#### RECORDS TO USE
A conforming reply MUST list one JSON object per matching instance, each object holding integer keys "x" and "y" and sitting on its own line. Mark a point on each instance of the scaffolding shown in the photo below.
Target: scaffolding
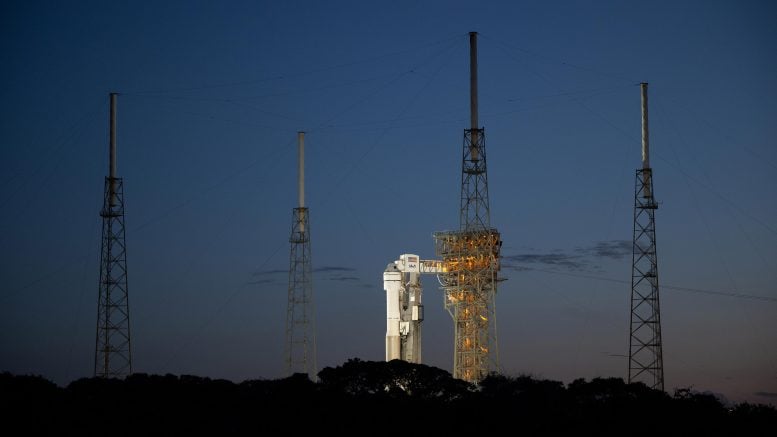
{"x": 113, "y": 354}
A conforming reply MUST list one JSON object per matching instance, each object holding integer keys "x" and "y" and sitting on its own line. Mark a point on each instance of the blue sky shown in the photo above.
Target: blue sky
{"x": 212, "y": 95}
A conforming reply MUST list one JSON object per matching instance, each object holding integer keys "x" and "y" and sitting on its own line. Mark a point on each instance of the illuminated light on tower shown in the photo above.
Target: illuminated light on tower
{"x": 113, "y": 354}
{"x": 645, "y": 356}
{"x": 300, "y": 353}
{"x": 471, "y": 256}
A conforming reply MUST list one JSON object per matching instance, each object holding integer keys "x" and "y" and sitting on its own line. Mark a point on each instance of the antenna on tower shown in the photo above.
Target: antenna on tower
{"x": 113, "y": 354}
{"x": 646, "y": 362}
{"x": 300, "y": 353}
{"x": 471, "y": 255}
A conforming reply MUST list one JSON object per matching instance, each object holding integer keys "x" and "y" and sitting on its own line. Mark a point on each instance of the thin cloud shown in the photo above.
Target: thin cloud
{"x": 613, "y": 249}
{"x": 261, "y": 281}
{"x": 334, "y": 269}
{"x": 558, "y": 259}
{"x": 343, "y": 278}
{"x": 578, "y": 259}
{"x": 269, "y": 272}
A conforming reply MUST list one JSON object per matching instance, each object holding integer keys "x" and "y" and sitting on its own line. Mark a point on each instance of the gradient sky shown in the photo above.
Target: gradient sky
{"x": 213, "y": 93}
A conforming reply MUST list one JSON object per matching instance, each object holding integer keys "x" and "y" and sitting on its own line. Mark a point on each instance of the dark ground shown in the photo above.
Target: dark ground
{"x": 370, "y": 398}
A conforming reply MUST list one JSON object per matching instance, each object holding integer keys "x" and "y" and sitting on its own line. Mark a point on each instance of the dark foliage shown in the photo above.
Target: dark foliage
{"x": 364, "y": 397}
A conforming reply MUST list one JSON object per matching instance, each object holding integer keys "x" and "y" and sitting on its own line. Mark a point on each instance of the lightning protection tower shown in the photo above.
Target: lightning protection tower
{"x": 471, "y": 256}
{"x": 300, "y": 316}
{"x": 113, "y": 354}
{"x": 645, "y": 357}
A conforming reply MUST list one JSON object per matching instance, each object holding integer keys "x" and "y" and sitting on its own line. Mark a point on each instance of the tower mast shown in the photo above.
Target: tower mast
{"x": 113, "y": 354}
{"x": 645, "y": 355}
{"x": 471, "y": 255}
{"x": 300, "y": 353}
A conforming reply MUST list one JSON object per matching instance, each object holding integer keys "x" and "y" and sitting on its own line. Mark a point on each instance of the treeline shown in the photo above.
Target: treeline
{"x": 370, "y": 398}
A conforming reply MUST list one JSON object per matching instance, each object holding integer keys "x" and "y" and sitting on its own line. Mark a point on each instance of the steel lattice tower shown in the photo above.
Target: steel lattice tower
{"x": 113, "y": 354}
{"x": 472, "y": 256}
{"x": 300, "y": 315}
{"x": 645, "y": 356}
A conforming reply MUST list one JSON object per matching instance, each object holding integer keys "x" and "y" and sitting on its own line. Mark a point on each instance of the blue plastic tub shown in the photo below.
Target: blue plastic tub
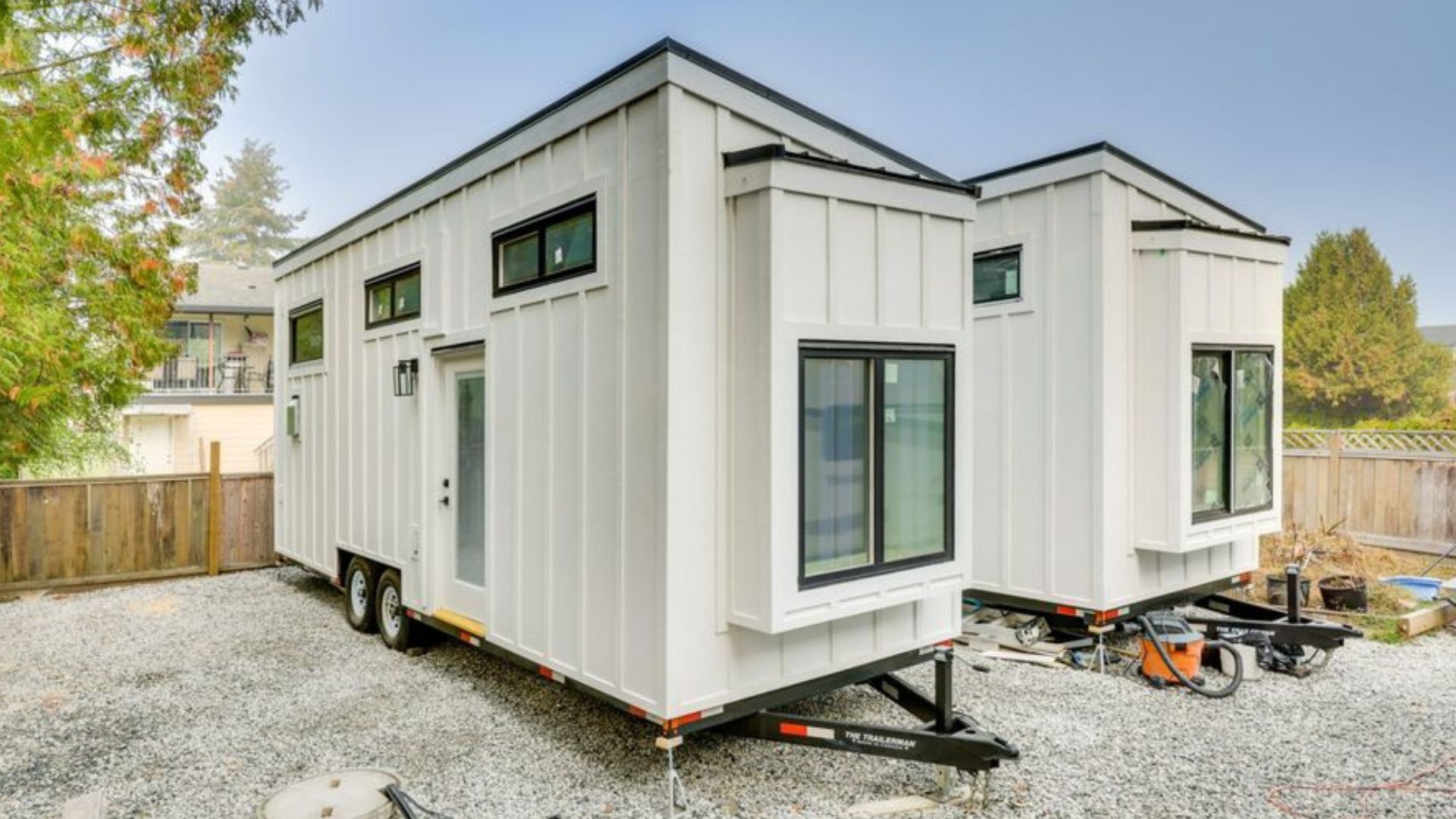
{"x": 1423, "y": 588}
########
• _EXERCISE REQUIREMENTS_
Using the records above, pull out each line where the word "below" occurs.

• _OUTPUT_
A conforming reply MUST list one JSON object per matching instance, each object holding integer keys "x" and "y" and sitting on its own line. Mark a point on each instance of the scaffolding shown in the photo below.
A conforming reply MUST list one JSON object per matching instance, each object holding integer keys "x" and "y" and sitting on its own line. Mark a point on each instance of the blue plastic tub shown in the photo below.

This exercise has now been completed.